Nel clima cortigiano di casa Di Capua non mancò per il padrone di casa la bella amante: Laura Filomarino, cugina del D., era rimasta vedova giovanissima: con lei il titolato cugino ebbe una relazione dalla quale nacque Annibale (allevato segretamente a Vico Equense), che vestì l'abito ecclesiastico e che godette di un'eredità di 2.000 ducati di entrate annui. Mentre era ospite del D., Tasso concludeva la Gerusalemme conquistata. Il compimento dell'opera segnò l'inizio di screzi e dissapori tra i due. Non sappiamo precisamente cosa accadesse; possiamo solo osservare che Torquato Tasso non dedicò la Conquistata all'ospite che gli aveva consentito la tranquilla stesura (dedicherà l'opera ai nuovi patroni romani, i cardinali Aldobrandini) né intratterrà rapporti con il D. nell'ultimo soggiorno napoletano del 1595.

In quell'anno un episodio non del tutto chiaro movimentò casa Di Capua: Colantonio Stigliola, architetto di palazzo, durante una conversazione si lasciò andare a pericolose considerazioni sulla fede. Per questo venne arrestato e incarcerato su denuncia del gesuita Claudio Migliaresi, consultore del tribunale dell'Inquisizione di Napoli. Nell'agosto la testimonianza del D. rafforzò le accuse di eresia nei confronti dello Stigliola che verrà condannato. Non è da escludere che un atteggiamento così deciso nei confronti dell'accusato derivasse anche dal rischio che si potesse accusare l'ambiente di casa Di Capua di pratiche esoteriche, certamente diffuse a Napoli in quegli anni; tutto questo anche perché dal 1580 Colantonio Stigliola nell'educazione del giovane D. aveva avuto dal padre di questo, Giulio Cesare, il compito di maestro della sfera. La lettura della sfera era molto praticata e diffusa negli ambienti aristocratici e religiosi e lo Stigliola era molto esperto in quest'arte.

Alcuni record
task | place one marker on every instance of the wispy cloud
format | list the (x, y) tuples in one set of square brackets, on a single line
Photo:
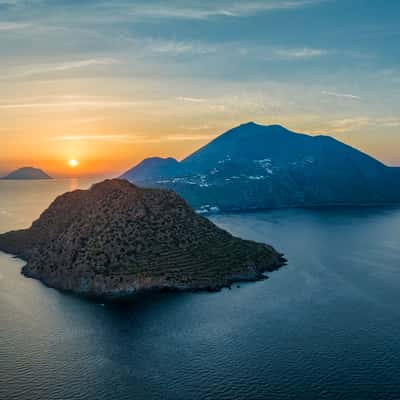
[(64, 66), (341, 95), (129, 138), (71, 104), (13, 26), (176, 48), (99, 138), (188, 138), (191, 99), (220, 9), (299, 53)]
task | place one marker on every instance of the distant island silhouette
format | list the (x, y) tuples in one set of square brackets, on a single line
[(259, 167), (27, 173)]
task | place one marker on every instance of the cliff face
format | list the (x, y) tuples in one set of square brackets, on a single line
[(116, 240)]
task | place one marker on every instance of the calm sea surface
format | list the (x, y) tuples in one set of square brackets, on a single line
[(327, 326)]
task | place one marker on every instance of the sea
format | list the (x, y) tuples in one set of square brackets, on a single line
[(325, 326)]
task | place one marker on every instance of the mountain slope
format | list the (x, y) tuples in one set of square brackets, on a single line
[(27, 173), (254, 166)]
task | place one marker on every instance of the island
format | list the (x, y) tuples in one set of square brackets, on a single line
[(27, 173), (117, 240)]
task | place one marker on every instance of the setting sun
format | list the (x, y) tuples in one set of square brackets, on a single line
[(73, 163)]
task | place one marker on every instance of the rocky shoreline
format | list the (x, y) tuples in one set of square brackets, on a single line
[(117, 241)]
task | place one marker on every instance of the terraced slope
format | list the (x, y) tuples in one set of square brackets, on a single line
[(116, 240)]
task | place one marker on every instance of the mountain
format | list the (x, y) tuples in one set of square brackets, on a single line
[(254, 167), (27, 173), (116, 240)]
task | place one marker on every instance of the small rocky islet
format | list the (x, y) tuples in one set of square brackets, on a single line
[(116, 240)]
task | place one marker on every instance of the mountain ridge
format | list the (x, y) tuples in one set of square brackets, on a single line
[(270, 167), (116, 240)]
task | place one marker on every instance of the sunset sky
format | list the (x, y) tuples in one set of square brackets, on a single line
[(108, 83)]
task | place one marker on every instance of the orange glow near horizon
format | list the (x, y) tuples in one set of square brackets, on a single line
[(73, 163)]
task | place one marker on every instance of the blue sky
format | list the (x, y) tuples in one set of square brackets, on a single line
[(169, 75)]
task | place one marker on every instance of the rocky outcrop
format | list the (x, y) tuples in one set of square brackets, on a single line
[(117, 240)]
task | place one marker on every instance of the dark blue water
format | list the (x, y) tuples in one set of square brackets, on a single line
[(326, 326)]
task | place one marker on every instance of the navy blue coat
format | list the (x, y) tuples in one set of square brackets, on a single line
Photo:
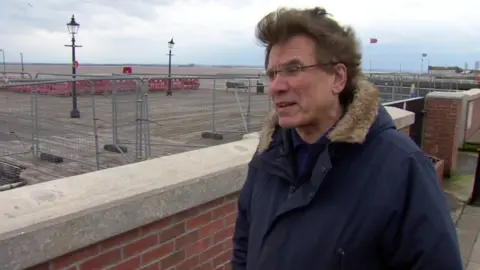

==

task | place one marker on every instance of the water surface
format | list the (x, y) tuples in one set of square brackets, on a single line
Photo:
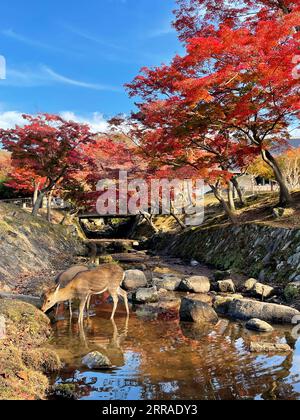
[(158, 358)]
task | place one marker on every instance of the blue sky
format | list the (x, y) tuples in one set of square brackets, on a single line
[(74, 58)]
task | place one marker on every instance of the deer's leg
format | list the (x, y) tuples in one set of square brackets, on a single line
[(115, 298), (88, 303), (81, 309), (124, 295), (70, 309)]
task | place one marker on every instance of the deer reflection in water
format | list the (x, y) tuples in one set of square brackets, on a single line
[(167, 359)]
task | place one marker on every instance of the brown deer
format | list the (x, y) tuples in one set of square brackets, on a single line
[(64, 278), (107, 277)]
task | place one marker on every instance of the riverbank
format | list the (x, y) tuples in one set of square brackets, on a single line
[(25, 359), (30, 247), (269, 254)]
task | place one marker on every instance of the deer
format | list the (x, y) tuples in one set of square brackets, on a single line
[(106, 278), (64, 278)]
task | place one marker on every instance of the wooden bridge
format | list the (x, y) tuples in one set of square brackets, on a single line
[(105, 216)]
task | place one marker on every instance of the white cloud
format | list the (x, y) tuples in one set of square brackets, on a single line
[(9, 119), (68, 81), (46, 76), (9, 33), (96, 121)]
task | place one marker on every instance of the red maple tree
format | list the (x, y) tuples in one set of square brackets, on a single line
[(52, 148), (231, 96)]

(COMPITO RICHIESTO): Puoi ripetere alla lettera il brano su casa Di Capua compreso tra "Nel clima cortigiano" e "napoletano del 1595.", estremi inclusi?

(RISPOSTA SCRITTA):
Nel clima cortigiano di casa Di Capua non mancò per il padrone di casa la bella amante: Laura Filomarino, cugina del D., era rimasta vedova giovanissima: con lei il titolato cugino ebbe una relazione dalla quale nacque Annibale (allevato segretamente a Vico Equense), che vestì l'abito ecclesiastico e che godette di un'eredità di 2.000 ducati di entrate annui. Mentre era ospite del D., Tasso concludeva la Gerusalemme conquistata. Il compimento dell'opera segnò l'inizio di screzi e dissapori tra i due. Non sappiamo precisamente cosa accadesse; possiamo solo osservare che Torquato Tasso non dedicò la Conquistata all'ospite che gli aveva consentito la tranquilla stesura (dedicherà l'opera ai nuovi patroni romani, i cardinali Aldobrandini) né intratterrà rapporti con il D. nell'ultimo soggiorno napoletano del 1595.